__Materials provided__:
>> BEGIN

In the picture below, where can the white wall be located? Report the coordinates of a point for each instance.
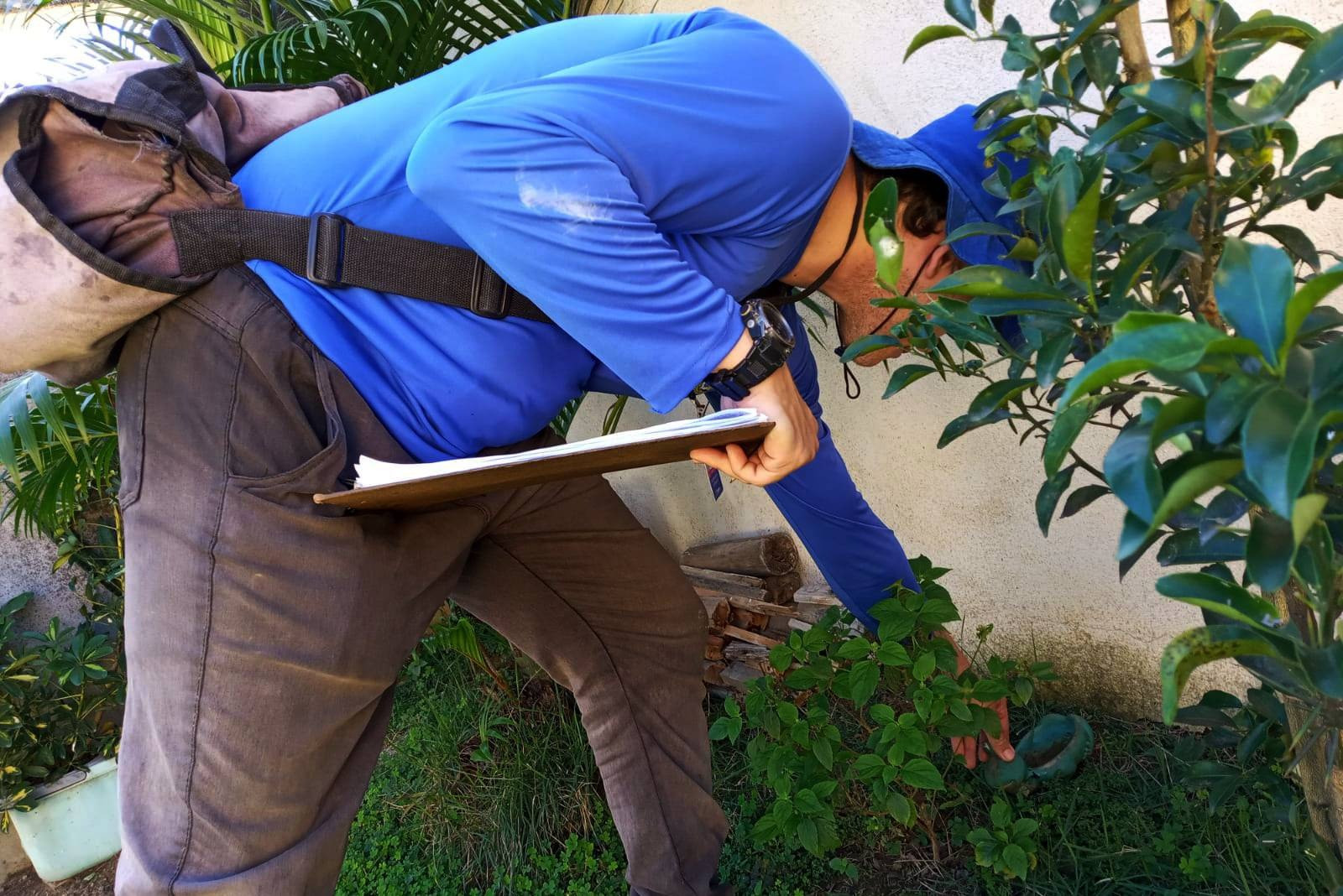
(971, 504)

>> END
>> BEGIN

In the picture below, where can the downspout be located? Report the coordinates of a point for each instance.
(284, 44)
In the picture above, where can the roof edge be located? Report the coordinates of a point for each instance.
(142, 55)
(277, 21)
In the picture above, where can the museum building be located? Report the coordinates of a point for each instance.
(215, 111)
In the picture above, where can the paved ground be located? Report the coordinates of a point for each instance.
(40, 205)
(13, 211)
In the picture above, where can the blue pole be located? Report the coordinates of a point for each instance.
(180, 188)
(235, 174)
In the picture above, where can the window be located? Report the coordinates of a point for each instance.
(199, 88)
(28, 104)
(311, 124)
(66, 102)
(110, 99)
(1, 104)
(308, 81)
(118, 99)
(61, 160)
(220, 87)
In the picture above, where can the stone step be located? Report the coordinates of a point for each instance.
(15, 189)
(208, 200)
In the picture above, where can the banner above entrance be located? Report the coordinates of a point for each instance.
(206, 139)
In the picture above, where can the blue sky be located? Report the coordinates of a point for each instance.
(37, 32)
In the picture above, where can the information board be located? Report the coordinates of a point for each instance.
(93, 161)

>> END
>> BEGIN

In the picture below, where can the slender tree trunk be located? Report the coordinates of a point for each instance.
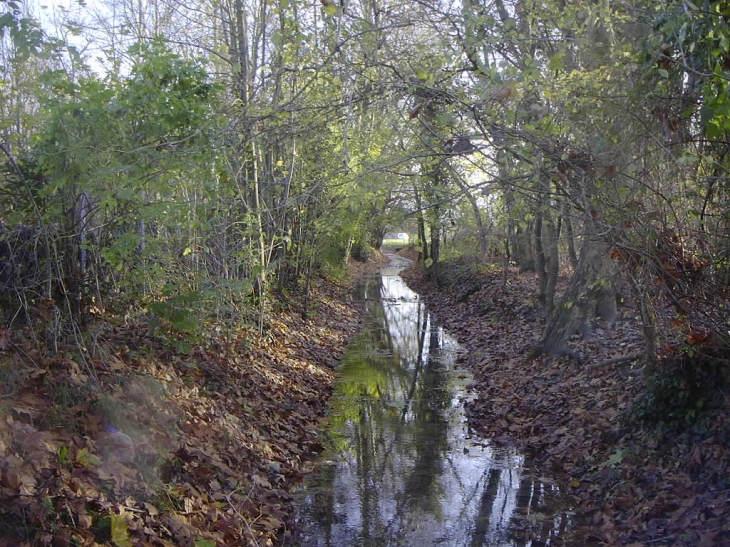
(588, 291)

>> END

__Problem description__: Count how many of the rows above contain the string "below", treating uppercase and lowercase as distinct, and reply with the number alone.

__Reply__: 3